▶ [Phrase grounding data]:
# # #
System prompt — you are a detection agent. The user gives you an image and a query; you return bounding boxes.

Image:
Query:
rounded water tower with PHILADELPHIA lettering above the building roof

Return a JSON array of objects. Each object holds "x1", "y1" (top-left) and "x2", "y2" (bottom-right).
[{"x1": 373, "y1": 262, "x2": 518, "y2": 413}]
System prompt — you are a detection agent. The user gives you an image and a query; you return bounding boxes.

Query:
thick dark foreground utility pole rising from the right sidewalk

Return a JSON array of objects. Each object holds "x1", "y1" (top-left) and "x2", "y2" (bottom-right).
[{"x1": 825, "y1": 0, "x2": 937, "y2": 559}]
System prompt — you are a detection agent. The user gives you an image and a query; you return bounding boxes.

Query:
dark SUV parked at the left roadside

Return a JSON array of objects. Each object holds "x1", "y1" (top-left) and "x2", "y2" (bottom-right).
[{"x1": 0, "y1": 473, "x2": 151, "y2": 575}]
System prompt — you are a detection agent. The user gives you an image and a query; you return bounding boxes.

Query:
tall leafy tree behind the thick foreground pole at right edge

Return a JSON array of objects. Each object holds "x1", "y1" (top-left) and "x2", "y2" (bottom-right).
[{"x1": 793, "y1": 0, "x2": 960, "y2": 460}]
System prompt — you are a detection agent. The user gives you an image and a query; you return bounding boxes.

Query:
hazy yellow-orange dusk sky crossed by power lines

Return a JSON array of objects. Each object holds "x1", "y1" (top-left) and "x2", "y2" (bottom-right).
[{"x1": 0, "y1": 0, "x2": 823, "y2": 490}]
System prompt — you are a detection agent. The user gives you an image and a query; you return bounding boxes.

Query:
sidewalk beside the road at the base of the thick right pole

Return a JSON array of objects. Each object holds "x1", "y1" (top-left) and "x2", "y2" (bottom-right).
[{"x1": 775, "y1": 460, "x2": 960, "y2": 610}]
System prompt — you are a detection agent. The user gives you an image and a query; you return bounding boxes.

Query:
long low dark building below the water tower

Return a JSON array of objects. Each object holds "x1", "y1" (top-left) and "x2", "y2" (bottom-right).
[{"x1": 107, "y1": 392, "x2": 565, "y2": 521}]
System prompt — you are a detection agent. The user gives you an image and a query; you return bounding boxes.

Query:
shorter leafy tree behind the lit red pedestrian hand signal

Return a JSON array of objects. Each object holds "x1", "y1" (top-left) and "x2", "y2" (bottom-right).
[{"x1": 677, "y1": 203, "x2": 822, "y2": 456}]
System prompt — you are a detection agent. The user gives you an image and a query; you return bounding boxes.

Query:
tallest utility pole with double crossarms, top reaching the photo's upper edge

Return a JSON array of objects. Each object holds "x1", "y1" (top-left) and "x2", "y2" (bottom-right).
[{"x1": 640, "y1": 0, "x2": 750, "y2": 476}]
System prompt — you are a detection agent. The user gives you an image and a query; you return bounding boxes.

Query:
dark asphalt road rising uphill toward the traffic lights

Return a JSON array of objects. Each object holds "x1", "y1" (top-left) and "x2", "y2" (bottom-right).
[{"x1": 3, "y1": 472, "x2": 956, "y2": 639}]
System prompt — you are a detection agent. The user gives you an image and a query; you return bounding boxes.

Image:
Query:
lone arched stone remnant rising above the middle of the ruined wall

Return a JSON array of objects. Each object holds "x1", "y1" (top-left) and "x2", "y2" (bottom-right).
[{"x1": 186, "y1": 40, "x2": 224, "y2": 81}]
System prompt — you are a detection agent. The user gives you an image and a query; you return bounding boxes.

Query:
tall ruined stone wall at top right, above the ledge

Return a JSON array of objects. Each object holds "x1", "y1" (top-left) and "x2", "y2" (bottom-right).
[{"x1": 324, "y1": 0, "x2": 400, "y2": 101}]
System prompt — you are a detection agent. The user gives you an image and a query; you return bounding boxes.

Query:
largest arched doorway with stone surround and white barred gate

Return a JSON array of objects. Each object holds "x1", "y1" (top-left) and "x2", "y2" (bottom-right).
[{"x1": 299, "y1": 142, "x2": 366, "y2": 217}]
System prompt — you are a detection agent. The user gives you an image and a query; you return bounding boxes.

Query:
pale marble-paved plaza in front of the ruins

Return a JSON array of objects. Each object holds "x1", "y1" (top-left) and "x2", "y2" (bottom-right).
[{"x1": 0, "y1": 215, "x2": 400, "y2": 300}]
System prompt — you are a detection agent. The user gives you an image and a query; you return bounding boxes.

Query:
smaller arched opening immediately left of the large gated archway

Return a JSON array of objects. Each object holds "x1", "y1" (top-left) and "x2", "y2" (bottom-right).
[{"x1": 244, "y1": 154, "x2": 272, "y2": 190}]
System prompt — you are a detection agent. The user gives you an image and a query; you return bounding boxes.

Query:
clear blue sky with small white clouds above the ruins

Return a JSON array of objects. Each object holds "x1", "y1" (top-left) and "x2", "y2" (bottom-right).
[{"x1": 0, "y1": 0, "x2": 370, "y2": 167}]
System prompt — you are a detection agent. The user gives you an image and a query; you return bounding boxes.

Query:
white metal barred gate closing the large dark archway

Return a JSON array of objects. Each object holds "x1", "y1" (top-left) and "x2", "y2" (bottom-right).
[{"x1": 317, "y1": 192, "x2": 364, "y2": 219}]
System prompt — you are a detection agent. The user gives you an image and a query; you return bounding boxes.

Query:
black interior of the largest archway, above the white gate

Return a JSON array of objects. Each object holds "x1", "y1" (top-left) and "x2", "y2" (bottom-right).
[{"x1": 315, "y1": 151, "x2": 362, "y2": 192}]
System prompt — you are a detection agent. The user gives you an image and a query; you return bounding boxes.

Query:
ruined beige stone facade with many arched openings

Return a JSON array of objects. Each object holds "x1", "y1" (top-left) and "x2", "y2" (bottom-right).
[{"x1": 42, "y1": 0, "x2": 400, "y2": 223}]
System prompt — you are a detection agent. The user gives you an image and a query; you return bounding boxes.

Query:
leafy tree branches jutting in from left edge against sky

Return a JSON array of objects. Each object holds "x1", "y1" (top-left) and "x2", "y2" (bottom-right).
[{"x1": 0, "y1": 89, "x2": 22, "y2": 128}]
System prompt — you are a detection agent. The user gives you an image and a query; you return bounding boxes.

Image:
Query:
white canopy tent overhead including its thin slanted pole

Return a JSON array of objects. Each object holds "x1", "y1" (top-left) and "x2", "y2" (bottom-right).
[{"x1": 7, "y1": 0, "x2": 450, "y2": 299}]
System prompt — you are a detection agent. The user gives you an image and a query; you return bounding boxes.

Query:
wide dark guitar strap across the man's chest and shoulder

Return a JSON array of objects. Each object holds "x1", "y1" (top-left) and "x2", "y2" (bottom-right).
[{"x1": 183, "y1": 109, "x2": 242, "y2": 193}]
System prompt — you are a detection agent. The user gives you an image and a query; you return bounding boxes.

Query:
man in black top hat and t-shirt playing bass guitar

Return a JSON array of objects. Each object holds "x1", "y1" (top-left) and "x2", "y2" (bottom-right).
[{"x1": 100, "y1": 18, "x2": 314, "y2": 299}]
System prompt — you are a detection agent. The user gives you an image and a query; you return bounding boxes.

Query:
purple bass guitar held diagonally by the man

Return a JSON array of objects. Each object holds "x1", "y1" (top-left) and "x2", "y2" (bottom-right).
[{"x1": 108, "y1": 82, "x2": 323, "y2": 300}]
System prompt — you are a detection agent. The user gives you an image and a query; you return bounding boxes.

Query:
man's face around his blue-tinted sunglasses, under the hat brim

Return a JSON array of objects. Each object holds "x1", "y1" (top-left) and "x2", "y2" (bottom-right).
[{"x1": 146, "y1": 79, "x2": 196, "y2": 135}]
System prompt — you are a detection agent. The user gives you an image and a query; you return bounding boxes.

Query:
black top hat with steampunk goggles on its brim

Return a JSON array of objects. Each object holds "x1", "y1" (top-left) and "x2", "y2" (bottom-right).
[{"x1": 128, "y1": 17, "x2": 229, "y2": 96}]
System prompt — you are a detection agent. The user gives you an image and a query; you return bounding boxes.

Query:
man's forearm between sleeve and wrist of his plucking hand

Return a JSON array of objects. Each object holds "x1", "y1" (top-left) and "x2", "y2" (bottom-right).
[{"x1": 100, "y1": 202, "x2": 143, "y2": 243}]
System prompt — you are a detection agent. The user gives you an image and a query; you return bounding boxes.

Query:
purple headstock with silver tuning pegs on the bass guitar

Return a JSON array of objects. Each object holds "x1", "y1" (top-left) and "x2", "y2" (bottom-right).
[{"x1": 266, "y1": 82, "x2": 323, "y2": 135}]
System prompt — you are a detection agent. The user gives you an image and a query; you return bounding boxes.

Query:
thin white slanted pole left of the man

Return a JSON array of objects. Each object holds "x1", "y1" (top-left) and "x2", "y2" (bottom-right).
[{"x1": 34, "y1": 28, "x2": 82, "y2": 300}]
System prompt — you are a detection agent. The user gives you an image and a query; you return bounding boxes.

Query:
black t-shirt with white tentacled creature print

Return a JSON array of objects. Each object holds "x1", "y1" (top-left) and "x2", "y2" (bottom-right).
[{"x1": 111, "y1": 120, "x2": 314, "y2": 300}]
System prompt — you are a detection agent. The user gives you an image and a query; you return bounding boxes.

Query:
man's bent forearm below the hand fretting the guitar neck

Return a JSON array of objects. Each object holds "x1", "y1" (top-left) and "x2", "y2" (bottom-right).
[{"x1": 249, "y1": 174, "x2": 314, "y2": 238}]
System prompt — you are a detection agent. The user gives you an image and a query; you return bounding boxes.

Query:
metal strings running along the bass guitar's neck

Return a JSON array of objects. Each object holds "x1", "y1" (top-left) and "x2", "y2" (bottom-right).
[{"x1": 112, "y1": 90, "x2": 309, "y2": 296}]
# # #
▶ [Task description]: Both the line containing "black interior of" and the line containing "ruined beige stone" belong in the answer. Print them and every line above that falls between them exactly, and no others.

▶ [Your solution]:
black interior of the largest archway, above the white gate

Return a JSON array of objects. Each object holds "x1", "y1" (top-left) and "x2", "y2" (bottom-right).
[{"x1": 315, "y1": 151, "x2": 362, "y2": 192}]
System prompt — you are a detection agent. The user gives you an image and a query; you return bounding boxes.

Query:
ruined beige stone facade with many arched openings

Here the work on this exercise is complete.